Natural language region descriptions
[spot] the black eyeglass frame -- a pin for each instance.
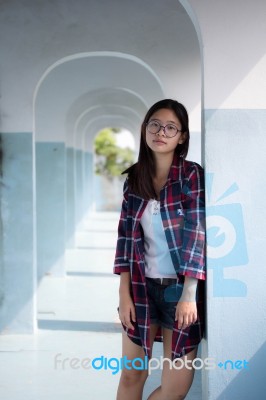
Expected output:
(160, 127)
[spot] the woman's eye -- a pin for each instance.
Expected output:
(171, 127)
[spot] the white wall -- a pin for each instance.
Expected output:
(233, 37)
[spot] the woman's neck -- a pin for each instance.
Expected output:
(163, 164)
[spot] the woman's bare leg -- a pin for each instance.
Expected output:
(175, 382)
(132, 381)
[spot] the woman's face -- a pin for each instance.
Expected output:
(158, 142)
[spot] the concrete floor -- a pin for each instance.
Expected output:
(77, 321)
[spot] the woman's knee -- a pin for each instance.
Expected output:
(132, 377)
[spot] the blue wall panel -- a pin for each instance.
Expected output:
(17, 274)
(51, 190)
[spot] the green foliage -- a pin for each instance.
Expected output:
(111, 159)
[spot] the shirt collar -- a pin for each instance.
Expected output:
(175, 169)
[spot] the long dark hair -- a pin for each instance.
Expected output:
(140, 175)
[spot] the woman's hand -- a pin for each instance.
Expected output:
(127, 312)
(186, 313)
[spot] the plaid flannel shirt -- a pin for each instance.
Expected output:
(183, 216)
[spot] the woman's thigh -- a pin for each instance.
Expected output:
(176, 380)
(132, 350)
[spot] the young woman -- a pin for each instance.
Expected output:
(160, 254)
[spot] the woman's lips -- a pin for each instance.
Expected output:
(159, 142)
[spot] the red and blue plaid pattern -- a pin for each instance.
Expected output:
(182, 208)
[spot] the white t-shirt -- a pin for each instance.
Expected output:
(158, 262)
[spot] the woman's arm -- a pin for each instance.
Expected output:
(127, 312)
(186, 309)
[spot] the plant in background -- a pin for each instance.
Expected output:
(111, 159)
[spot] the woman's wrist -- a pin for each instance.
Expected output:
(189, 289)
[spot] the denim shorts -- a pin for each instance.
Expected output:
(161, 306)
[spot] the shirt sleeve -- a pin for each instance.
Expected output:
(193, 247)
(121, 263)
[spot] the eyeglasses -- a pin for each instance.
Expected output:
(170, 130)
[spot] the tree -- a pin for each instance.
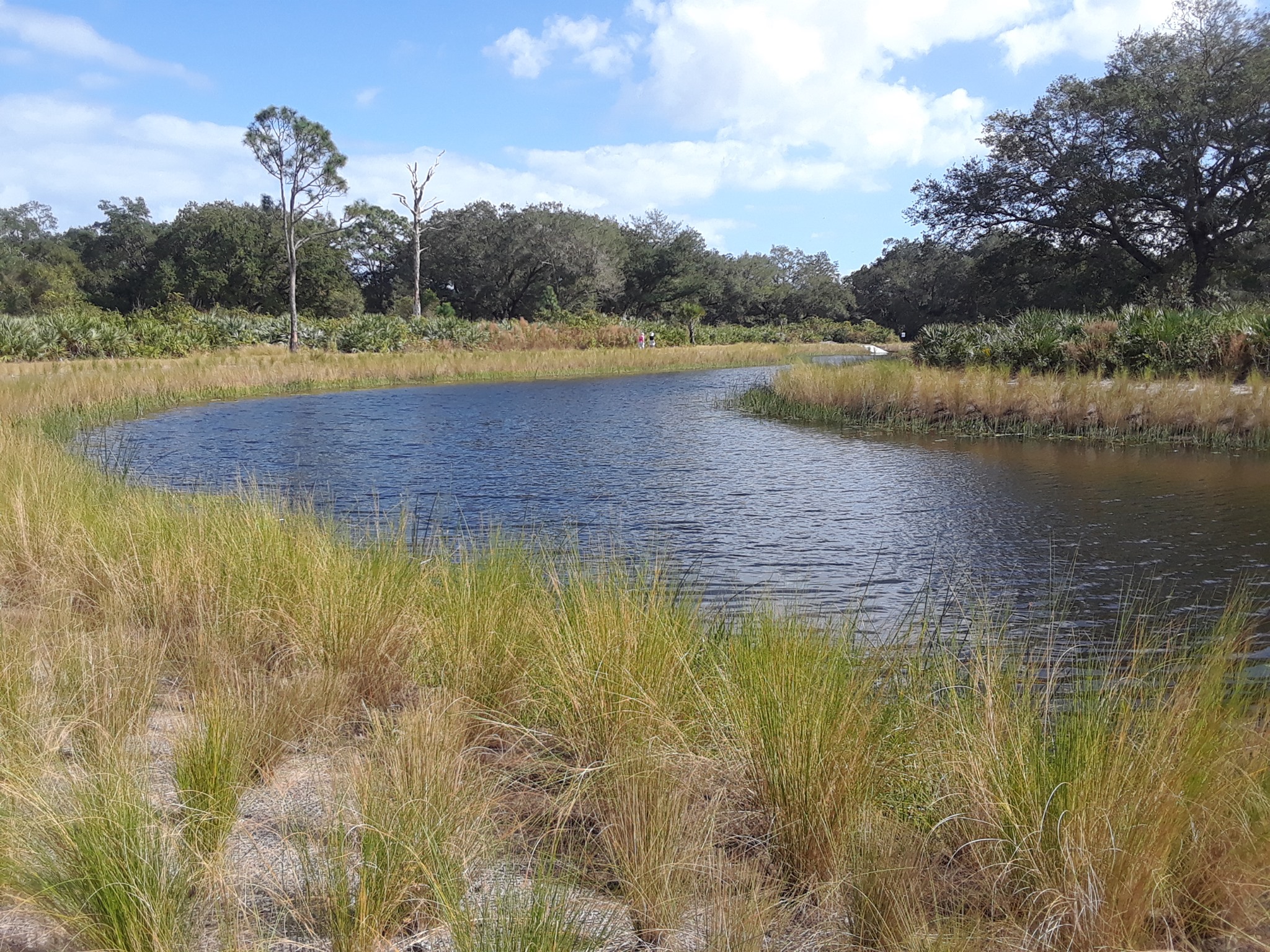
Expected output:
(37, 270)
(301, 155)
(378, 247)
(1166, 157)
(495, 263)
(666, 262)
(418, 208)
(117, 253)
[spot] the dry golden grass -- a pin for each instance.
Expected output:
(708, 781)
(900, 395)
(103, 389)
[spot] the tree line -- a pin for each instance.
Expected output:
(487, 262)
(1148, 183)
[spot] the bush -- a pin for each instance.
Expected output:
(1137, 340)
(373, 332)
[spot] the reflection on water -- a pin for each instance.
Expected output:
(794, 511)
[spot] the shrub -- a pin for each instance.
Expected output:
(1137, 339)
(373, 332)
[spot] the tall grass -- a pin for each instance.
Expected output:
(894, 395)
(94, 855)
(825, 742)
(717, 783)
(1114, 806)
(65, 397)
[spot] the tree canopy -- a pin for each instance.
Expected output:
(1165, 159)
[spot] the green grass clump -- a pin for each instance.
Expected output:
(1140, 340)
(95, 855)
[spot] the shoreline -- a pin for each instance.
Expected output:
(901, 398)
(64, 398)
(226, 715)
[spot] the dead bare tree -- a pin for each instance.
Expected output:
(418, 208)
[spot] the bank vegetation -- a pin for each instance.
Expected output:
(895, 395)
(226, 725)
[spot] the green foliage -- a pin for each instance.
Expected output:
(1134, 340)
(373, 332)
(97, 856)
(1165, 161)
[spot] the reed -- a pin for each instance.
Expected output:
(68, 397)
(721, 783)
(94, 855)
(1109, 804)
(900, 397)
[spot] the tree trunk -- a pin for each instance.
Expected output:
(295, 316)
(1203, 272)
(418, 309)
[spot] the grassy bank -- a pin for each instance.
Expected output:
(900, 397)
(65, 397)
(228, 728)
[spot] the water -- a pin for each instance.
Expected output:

- **TASK REQUIREMENTS**
Copy out the lines above in full and unaltered, apart from the pictures.

- **WRITTEN SOLUTION**
[spot] the black eyeglass frame -- a pin for each instance.
Expected output:
(160, 127)
[spot] the woman's eye -- a pin for each instance.
Expected output:
(171, 127)
[spot] the white wall -- a pin for each instance.
Expected output:
(233, 37)
[spot] the woman's neck -- a pin for each instance.
Expected output:
(163, 164)
[spot] the woman's bare leg -- a pin for each instance.
Expected output:
(175, 382)
(132, 381)
[spot] the woman's face -- a pin for each instance.
Expected output:
(158, 142)
[spot] the concrete floor -- a pin for each instance.
Expected output:
(77, 321)
[spot] the woman's knee -- a pin for each instance.
Expected output:
(132, 377)
[spot] the blue wall panel -- a pin for each instance.
Expected output:
(17, 274)
(51, 190)
[spot] the green foliage -- a pin for each instance.
Expected output:
(111, 159)
[spot] the shirt collar -- a pin for each instance.
Expected output:
(175, 169)
[spot] the long dark hair -- a pin for each instance.
Expected output:
(140, 175)
[spot] the woman's hand -- a pin for each instance.
Expected output:
(127, 312)
(186, 313)
[spot] the plaid flannel shirt -- a pin for each instance.
Expected output:
(183, 216)
[spot] the woman's thigh -- a pin for each instance.
Expected output:
(176, 380)
(132, 350)
[spot] the young woman -- a pin for each instance.
Expected output:
(160, 254)
[spot] the woman's lips -- a pin for each instance.
Expected output:
(159, 142)
[spot] the red and blue plaid pattern -- a pin for each instance.
Expected output:
(182, 208)
[spot] the white t-shirt -- a pin for each instance.
Expected output:
(158, 262)
[spot] the woman's arm -- a pin for each instance.
Expected output:
(127, 312)
(186, 309)
[spot] the plant in background -- a pin for each instance.
Expected output:
(111, 159)
[spot] the woman's wrist -- a pin for each instance.
Expected output:
(189, 289)
[spot] the denim shorts -- a pin for each instance.
Expected output:
(161, 306)
[spot] the shirt sleeve -- a pin for each instance.
Expected output:
(193, 247)
(121, 263)
[spot] the eyeglasses -- a pin for each instance.
Expected output:
(170, 130)
[spot] the tree -- a pin for each instance.
Expected output:
(37, 270)
(301, 155)
(378, 247)
(1166, 157)
(495, 263)
(666, 262)
(418, 208)
(117, 253)
[spot] the dry golden grass -- a pin for each instance.
Expected output:
(708, 781)
(900, 395)
(103, 389)
[spot] the tree line -- a pin for each instance.
Expected output:
(487, 262)
(1148, 183)
[spot] the bush -- a pin for each instance.
Expected output:
(1137, 340)
(373, 332)
[spot] the reflection on water -- a pin for each instance.
Expected output:
(794, 511)
[spot] the shrub -- a pin for each instance.
Expected output:
(1137, 339)
(373, 332)
[spot] the tall grass -- a pin for each instance.
Expected output:
(894, 395)
(94, 855)
(825, 742)
(717, 783)
(1114, 806)
(65, 397)
[spot] the tree canopy -- a pin for each instance.
Expected output:
(1165, 159)
[spot] the green grass clump -- a pin for each instance.
Expected output:
(1140, 340)
(95, 855)
[spot] the shoreline -- a pin for each instance.
Expected output:
(901, 398)
(64, 398)
(226, 715)
[spot] the dead bare tree -- a pin for each instance.
Expected output:
(418, 208)
[spot] the bank vegetation -- a pin for each instance.
Expected output:
(895, 395)
(226, 725)
[spot] the green foliage -- a pin for each instance.
Expected output:
(1134, 340)
(373, 332)
(97, 856)
(1165, 161)
[spot] the reed -- a pin for each instance.
Expected output:
(68, 397)
(721, 783)
(94, 855)
(1109, 804)
(900, 397)
[spot] the tree trunk -- a pin for each instance.
Expected output:
(295, 316)
(1203, 272)
(418, 309)
[spot] the grassy bank -- a pin for each instance.
Expected output:
(900, 397)
(65, 397)
(228, 728)
[spot] the water -- a pin for each instance.
Expected output:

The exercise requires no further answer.